* Task goal
Count the lines in the listing below that contain the string "water", treating uppercase and lowercase as different, and give only the number.
* begin *
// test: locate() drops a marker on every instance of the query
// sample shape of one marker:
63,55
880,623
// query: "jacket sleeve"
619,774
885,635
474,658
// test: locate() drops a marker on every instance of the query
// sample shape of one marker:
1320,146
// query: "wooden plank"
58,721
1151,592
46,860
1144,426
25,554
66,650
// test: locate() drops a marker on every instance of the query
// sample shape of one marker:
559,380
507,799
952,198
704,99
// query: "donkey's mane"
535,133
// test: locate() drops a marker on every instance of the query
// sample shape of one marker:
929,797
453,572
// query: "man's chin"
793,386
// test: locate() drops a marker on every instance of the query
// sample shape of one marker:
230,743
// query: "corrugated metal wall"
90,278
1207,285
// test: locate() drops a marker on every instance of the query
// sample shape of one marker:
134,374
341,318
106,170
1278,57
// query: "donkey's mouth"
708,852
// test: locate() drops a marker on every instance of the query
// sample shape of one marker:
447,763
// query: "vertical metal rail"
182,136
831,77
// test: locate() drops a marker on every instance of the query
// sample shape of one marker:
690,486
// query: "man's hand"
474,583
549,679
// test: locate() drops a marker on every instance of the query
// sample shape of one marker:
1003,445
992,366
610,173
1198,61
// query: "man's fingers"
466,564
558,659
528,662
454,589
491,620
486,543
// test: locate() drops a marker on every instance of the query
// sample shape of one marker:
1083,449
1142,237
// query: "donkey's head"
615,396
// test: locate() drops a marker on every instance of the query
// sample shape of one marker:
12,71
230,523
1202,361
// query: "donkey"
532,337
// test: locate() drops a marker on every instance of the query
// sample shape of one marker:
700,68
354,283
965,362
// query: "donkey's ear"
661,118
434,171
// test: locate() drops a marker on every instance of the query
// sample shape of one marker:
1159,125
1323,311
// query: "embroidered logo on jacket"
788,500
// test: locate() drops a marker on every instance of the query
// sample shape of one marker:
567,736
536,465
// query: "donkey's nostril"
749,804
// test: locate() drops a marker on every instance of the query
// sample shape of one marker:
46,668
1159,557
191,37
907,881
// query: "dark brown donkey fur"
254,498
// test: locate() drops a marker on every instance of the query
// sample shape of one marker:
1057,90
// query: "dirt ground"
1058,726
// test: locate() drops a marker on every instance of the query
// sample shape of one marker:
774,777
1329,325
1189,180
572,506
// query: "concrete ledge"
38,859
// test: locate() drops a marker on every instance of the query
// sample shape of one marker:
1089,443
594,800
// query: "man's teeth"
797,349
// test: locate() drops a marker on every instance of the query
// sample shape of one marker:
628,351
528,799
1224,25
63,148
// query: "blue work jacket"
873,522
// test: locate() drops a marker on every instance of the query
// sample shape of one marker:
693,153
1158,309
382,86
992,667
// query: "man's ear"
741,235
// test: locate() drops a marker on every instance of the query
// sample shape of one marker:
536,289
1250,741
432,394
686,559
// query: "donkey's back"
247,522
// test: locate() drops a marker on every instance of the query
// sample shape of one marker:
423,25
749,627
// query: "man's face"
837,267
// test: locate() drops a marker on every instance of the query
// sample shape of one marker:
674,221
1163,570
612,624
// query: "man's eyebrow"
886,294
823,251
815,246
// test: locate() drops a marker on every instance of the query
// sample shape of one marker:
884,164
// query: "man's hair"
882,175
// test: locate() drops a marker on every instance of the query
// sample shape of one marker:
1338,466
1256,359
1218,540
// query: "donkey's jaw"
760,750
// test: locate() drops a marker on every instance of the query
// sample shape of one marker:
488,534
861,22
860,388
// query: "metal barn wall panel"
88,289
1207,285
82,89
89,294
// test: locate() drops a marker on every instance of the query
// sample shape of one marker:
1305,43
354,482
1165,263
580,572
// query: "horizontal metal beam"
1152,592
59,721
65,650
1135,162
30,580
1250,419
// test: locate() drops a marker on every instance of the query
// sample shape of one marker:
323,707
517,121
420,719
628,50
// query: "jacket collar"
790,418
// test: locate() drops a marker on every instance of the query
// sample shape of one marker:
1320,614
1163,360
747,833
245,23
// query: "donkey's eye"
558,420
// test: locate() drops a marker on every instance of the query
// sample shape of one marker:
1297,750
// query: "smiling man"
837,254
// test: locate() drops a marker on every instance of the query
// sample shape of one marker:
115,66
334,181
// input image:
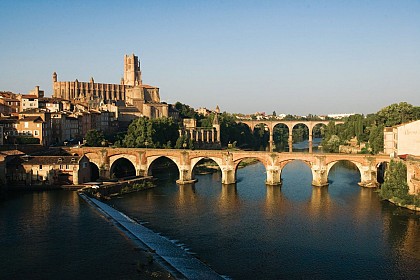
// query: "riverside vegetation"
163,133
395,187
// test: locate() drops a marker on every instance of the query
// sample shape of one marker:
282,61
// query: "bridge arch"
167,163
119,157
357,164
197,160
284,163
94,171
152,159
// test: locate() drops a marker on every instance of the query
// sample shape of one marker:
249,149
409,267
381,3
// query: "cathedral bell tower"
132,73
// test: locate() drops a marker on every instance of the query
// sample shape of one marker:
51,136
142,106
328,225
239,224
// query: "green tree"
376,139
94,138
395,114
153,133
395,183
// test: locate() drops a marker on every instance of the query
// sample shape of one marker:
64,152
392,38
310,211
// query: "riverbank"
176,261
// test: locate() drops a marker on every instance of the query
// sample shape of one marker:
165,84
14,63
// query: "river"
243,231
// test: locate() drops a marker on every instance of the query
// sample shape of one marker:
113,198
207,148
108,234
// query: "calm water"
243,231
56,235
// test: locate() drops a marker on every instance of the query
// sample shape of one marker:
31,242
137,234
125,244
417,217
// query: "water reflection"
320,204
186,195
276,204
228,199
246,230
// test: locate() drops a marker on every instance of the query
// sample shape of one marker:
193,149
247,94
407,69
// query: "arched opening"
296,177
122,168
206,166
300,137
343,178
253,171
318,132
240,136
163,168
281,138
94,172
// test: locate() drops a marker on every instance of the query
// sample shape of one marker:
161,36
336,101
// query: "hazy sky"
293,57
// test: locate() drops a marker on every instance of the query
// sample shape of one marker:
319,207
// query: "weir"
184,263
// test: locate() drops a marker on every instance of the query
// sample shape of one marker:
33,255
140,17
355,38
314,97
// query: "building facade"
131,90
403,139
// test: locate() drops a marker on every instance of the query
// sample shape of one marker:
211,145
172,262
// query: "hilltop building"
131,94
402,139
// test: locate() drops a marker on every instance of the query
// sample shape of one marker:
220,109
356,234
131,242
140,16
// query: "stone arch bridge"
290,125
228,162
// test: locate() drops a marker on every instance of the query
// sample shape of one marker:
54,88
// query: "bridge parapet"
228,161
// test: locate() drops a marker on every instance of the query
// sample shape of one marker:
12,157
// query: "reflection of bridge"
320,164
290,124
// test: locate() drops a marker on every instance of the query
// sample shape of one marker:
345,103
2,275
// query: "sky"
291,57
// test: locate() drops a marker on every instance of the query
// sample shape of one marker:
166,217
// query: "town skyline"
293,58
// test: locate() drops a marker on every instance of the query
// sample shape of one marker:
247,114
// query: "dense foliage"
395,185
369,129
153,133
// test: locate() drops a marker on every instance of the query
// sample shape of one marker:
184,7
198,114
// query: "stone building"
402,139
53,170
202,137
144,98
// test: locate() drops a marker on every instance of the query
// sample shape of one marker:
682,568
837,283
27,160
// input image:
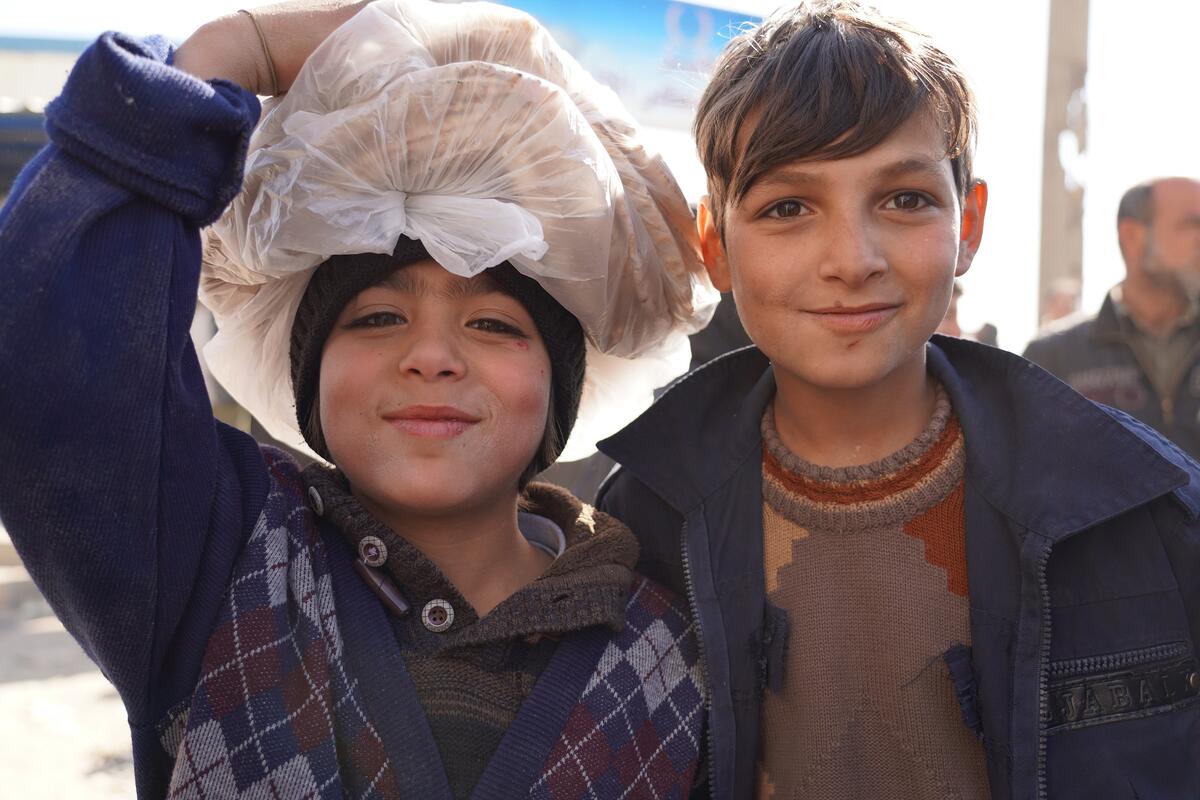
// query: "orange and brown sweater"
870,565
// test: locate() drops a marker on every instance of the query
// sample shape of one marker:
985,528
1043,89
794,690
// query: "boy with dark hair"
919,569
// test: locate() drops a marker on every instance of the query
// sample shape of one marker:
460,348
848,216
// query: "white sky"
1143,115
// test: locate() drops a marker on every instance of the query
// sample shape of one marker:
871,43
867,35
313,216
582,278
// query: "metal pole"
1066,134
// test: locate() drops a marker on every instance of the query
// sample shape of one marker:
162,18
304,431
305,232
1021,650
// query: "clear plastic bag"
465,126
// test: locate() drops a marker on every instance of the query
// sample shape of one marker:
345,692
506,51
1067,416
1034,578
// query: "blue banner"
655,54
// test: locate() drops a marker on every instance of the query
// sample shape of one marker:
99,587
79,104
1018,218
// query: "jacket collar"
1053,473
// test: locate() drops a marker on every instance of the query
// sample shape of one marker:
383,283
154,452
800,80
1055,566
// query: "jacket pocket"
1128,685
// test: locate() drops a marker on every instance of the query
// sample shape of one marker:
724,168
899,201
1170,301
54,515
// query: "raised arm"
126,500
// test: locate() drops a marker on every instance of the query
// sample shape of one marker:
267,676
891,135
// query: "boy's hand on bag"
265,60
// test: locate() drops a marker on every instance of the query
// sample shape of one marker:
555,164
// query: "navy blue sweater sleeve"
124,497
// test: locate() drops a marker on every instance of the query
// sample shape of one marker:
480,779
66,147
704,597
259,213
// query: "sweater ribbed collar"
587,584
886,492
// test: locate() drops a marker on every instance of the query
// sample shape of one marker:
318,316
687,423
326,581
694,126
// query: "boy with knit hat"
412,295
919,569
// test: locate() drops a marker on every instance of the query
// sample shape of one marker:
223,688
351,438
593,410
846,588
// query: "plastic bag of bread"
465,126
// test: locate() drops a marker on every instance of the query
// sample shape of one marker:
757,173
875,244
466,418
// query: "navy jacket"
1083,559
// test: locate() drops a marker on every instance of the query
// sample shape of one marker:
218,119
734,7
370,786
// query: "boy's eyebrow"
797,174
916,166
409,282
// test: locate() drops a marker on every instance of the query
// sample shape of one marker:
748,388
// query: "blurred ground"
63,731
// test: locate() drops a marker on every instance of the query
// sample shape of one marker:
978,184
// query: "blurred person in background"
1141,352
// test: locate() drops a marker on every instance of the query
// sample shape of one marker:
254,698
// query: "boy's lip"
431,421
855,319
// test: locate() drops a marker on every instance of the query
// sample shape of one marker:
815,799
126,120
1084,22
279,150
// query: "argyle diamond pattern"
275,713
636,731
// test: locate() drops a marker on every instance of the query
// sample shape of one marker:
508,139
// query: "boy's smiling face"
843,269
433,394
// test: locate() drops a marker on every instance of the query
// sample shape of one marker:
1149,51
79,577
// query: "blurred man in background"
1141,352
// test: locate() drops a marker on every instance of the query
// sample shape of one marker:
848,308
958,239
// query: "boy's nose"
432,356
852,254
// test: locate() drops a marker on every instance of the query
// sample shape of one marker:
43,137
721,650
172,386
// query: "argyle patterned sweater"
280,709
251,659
* end *
* Completed task
2